Begin
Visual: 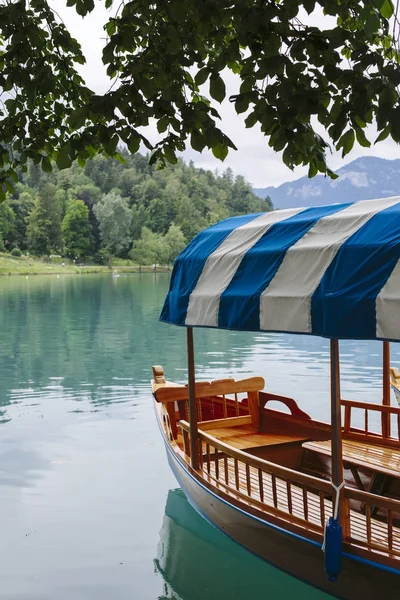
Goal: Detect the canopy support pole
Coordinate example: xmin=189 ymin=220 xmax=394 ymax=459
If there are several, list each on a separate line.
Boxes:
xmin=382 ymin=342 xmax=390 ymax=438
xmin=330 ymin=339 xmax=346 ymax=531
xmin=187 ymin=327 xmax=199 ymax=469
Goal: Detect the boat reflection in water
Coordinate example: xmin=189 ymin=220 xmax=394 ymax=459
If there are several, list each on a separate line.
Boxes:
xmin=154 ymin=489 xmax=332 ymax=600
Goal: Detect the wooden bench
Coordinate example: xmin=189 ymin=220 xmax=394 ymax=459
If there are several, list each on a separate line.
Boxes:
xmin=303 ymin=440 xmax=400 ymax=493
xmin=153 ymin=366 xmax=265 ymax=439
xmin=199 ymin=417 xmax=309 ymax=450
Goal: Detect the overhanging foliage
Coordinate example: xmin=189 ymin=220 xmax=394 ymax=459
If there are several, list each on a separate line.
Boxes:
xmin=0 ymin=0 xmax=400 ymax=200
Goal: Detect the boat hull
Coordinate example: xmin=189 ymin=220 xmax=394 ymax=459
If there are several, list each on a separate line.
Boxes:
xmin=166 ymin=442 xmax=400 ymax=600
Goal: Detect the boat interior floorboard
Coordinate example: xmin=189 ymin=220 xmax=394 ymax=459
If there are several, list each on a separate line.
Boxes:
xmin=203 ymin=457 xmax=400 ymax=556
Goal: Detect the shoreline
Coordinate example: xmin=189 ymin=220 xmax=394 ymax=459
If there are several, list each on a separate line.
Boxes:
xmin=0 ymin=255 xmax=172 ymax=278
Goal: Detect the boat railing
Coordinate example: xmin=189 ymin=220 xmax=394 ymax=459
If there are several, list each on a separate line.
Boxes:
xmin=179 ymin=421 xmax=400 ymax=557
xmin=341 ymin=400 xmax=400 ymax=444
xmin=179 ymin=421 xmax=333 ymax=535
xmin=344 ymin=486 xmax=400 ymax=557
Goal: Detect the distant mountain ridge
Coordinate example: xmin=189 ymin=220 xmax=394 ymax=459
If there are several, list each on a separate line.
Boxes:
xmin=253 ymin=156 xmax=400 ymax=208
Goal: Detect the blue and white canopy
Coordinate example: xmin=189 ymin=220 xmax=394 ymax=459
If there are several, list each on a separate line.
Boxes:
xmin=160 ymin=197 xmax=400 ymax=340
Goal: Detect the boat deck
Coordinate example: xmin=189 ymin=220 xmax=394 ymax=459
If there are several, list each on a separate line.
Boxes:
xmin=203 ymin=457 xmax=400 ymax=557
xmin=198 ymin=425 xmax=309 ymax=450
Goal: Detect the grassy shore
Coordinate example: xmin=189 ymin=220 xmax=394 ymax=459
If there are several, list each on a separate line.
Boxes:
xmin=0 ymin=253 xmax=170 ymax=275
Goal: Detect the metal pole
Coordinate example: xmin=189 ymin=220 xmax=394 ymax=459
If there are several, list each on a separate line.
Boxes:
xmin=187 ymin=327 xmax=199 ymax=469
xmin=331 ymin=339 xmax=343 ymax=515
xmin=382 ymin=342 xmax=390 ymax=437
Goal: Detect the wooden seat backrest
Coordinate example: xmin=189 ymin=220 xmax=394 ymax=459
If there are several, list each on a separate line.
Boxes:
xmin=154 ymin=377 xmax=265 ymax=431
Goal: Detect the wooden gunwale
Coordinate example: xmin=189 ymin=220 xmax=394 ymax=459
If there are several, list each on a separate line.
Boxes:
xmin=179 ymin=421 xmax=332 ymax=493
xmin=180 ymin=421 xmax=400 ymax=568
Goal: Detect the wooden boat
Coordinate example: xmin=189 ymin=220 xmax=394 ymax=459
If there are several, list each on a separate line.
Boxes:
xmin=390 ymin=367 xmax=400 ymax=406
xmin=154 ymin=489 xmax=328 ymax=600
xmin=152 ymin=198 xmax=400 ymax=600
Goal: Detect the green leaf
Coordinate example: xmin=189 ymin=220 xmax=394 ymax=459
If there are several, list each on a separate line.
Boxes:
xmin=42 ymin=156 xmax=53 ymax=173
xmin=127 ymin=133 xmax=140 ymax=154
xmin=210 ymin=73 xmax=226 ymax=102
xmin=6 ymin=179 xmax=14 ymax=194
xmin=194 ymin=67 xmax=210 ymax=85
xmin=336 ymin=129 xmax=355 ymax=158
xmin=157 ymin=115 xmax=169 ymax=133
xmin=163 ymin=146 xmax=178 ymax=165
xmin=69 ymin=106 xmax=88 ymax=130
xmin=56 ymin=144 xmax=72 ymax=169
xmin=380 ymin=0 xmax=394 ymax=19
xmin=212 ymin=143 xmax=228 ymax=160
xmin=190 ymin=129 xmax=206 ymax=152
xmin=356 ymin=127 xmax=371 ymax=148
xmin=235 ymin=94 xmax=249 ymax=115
End
* **Set task**
Recast the entire listing above as a JSON list of strings, with one string for each line, skipping blank lines and leaving the pictures out.

* **Answer to the exercise**
[
  "Visual: ",
  "Goal: Detect the canopy support pole",
  "Coordinate example: xmin=189 ymin=220 xmax=394 ymax=459",
  "If there are several, list each on a separate line.",
  "Boxes:",
  "xmin=382 ymin=342 xmax=390 ymax=438",
  "xmin=330 ymin=339 xmax=346 ymax=531",
  "xmin=187 ymin=327 xmax=199 ymax=469",
  "Goal: Detect the boat reflection in water",
  "Coordinate example: xmin=189 ymin=220 xmax=394 ymax=459",
  "If there are several, list each on a separate line.",
  "Boxes:",
  "xmin=154 ymin=489 xmax=332 ymax=600",
  "Goal: Detect the wooden bench",
  "Coordinate example: xmin=189 ymin=220 xmax=394 ymax=459",
  "If there are several, list each on a separate line.",
  "Boxes:",
  "xmin=303 ymin=440 xmax=400 ymax=493",
  "xmin=153 ymin=366 xmax=265 ymax=439",
  "xmin=199 ymin=417 xmax=309 ymax=450",
  "Goal: Detect the overhanging foliage",
  "Coordinate example: xmin=189 ymin=220 xmax=394 ymax=459",
  "If there are several, list each on a separate line.",
  "Boxes:",
  "xmin=0 ymin=0 xmax=400 ymax=200",
  "Goal: Detect the boat hull",
  "Coordinate example: xmin=189 ymin=220 xmax=394 ymax=459",
  "If there are several, list each on a separate line.",
  "Boxes:",
  "xmin=166 ymin=442 xmax=400 ymax=600",
  "Goal: Detect the boat interior floorboard",
  "Coordinate example: xmin=189 ymin=220 xmax=394 ymax=459",
  "If there are several, list each on a separate line.",
  "Boxes:",
  "xmin=203 ymin=457 xmax=400 ymax=556",
  "Goal: Detect the shoreline",
  "Coordinate example: xmin=189 ymin=220 xmax=394 ymax=459",
  "If there are several, list each on a separate line.",
  "Boxes:",
  "xmin=0 ymin=255 xmax=172 ymax=278",
  "Goal: Detect the boat railing",
  "Coordinate example: xmin=189 ymin=220 xmax=394 ymax=459",
  "If there are several, list each on a separate line.",
  "Boxes:",
  "xmin=179 ymin=421 xmax=400 ymax=557",
  "xmin=341 ymin=400 xmax=400 ymax=444",
  "xmin=179 ymin=421 xmax=333 ymax=535",
  "xmin=344 ymin=486 xmax=400 ymax=557",
  "Goal: Detect the distant mountain ridge",
  "Coordinate example: xmin=189 ymin=220 xmax=394 ymax=459",
  "If there are several, list each on a separate line.",
  "Boxes:",
  "xmin=253 ymin=156 xmax=400 ymax=208",
  "Goal: Detect the blue and white canopy",
  "Coordinate example: xmin=189 ymin=220 xmax=394 ymax=459",
  "If there are several, list each on a separate line.",
  "Boxes:",
  "xmin=160 ymin=197 xmax=400 ymax=340",
  "Goal: Detect the boat deck",
  "Coordinate example: xmin=189 ymin=220 xmax=394 ymax=459",
  "If there are several, list each on a separate line.",
  "Boxes:",
  "xmin=203 ymin=457 xmax=400 ymax=557",
  "xmin=198 ymin=425 xmax=309 ymax=450",
  "Goal: Detect the grassy shore",
  "Coordinate example: xmin=189 ymin=220 xmax=394 ymax=459",
  "If there are several, list each on a separate line.",
  "Boxes:",
  "xmin=0 ymin=253 xmax=170 ymax=275",
  "Goal: Detect the metal pole",
  "Coordinate example: xmin=189 ymin=220 xmax=394 ymax=459",
  "If there are several, list each on a separate line.",
  "Boxes:",
  "xmin=187 ymin=327 xmax=199 ymax=469",
  "xmin=331 ymin=339 xmax=343 ymax=515",
  "xmin=382 ymin=342 xmax=390 ymax=437",
  "Goal: Detect the wooden seat backrest",
  "Coordinate example: xmin=189 ymin=220 xmax=394 ymax=459",
  "If there are several, list each on a separate line.",
  "Boxes:",
  "xmin=154 ymin=377 xmax=265 ymax=431",
  "Goal: Detect the wooden gunwale",
  "Coordinate example: xmin=189 ymin=220 xmax=394 ymax=459",
  "If there are several, list each on a separate line.",
  "Boxes:",
  "xmin=179 ymin=421 xmax=332 ymax=493",
  "xmin=180 ymin=421 xmax=400 ymax=568",
  "Goal: Detect the wooden boat",
  "Coordinate example: xmin=189 ymin=220 xmax=394 ymax=459",
  "If there are several, list each on a separate line.",
  "Boxes:",
  "xmin=390 ymin=367 xmax=400 ymax=406",
  "xmin=154 ymin=489 xmax=328 ymax=600",
  "xmin=152 ymin=198 xmax=400 ymax=600",
  "Goal: Detect the green leaf",
  "Coordinate example: xmin=189 ymin=220 xmax=394 ymax=459",
  "If there are several, list each on a separate line.",
  "Boxes:",
  "xmin=42 ymin=156 xmax=53 ymax=173",
  "xmin=127 ymin=133 xmax=140 ymax=154",
  "xmin=210 ymin=73 xmax=226 ymax=102",
  "xmin=6 ymin=179 xmax=14 ymax=194",
  "xmin=194 ymin=67 xmax=210 ymax=85",
  "xmin=336 ymin=129 xmax=355 ymax=158",
  "xmin=157 ymin=115 xmax=169 ymax=133",
  "xmin=163 ymin=146 xmax=178 ymax=165",
  "xmin=69 ymin=106 xmax=88 ymax=130",
  "xmin=56 ymin=144 xmax=72 ymax=169",
  "xmin=380 ymin=0 xmax=394 ymax=19",
  "xmin=212 ymin=143 xmax=228 ymax=160",
  "xmin=190 ymin=129 xmax=206 ymax=152",
  "xmin=356 ymin=127 xmax=371 ymax=148",
  "xmin=235 ymin=94 xmax=249 ymax=115"
]